### Extracted data
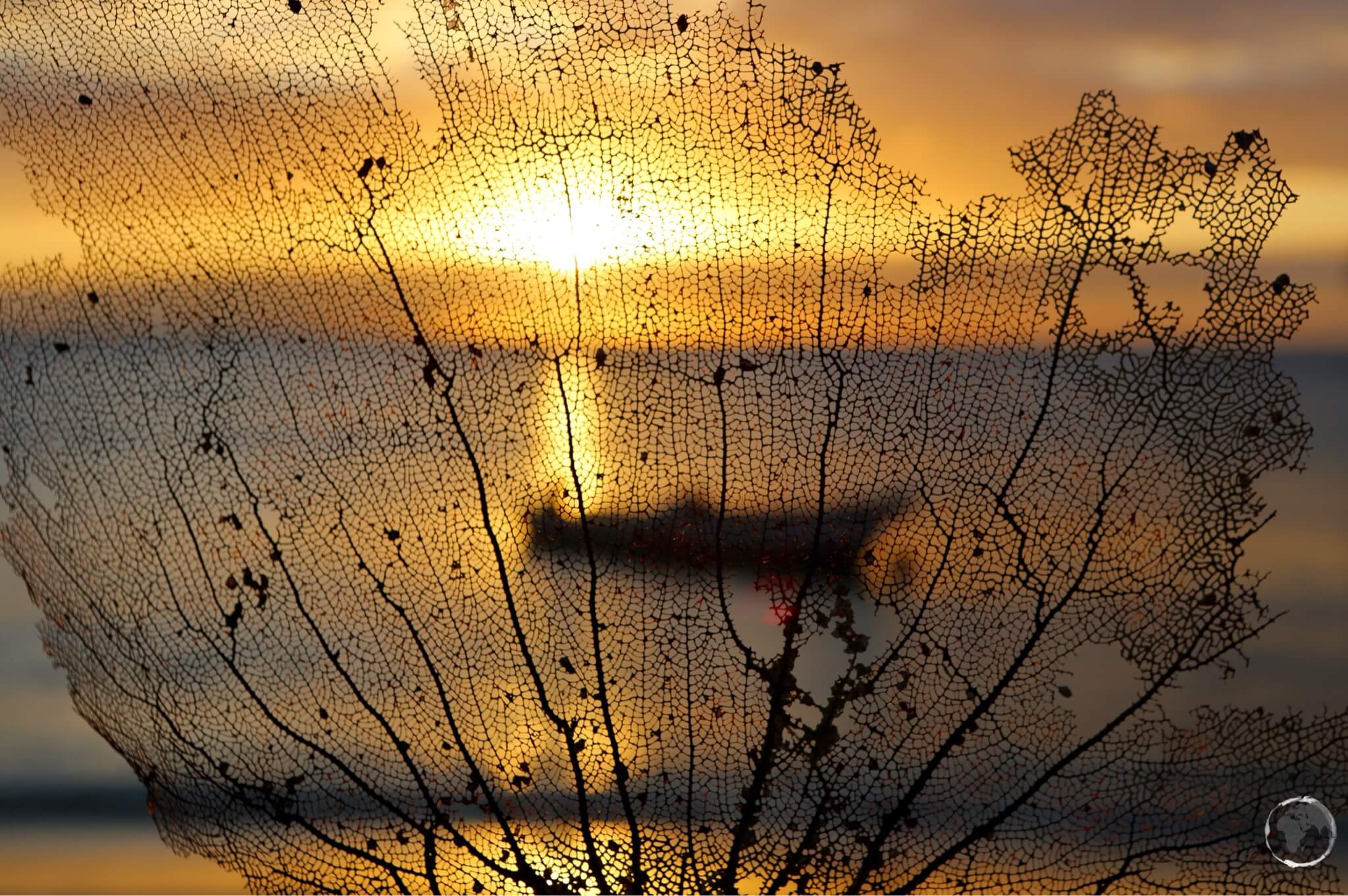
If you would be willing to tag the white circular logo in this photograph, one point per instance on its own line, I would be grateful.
(1300, 832)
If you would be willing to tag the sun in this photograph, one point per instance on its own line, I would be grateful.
(585, 235)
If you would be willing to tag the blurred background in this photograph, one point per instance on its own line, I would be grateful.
(950, 87)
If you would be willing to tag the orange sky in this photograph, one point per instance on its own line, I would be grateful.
(952, 86)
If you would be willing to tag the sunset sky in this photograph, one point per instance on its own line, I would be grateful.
(950, 87)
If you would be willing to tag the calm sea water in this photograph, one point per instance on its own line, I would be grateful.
(65, 794)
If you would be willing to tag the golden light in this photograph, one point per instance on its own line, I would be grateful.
(568, 230)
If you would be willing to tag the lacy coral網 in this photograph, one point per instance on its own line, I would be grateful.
(631, 483)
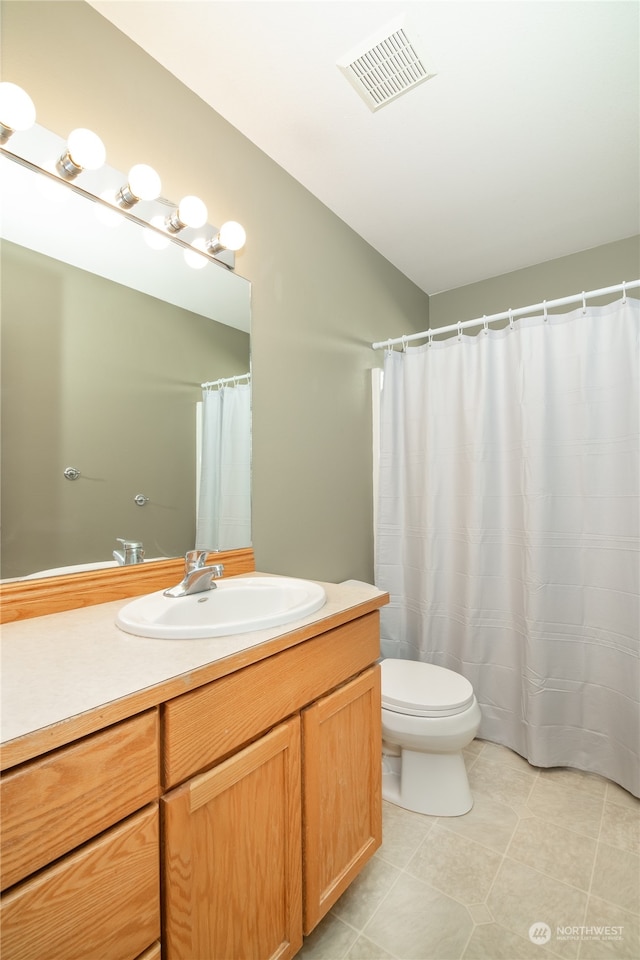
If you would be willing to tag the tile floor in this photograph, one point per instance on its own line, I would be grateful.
(556, 847)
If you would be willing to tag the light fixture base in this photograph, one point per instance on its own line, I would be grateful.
(67, 168)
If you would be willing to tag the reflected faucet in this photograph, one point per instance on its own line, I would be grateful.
(197, 577)
(132, 552)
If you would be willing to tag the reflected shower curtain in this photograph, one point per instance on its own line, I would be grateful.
(507, 530)
(224, 502)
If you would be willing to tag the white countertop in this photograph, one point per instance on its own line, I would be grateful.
(65, 664)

### Work to complete
Begin with the line containing "If you would be willing to tag the reflected shower" and repeat each line exactly until the records above end.

### Solution
If you would be willing to tag the reflected shower curtain in this photograph, one point per instance on its own line, I would be grateful.
(507, 530)
(224, 502)
If you would be willing to tag the white countertop in this photograph, one point per instance on its own line, I would be grateful.
(65, 664)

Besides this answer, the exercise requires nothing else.